▸ What you need to do: Put the data below into a two-column CSV with the columns "prompt" and "reply", one row per entry. Each row holds that entry's text and its answer, each in one quoted field with line breaks replaced by spaces.

--- begin ---

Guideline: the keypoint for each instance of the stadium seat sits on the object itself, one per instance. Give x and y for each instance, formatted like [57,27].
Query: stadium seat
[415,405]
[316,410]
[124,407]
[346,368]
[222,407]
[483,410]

--- end ---

▸ Correct result:
prompt,reply
"Guideline: the keypoint for each instance of the stadium seat sits on the object itself, one per instance. Give x and y for each instance, formatted like [57,27]. Query: stadium seat","[415,405] [316,410] [124,407] [346,368] [222,407] [483,410]"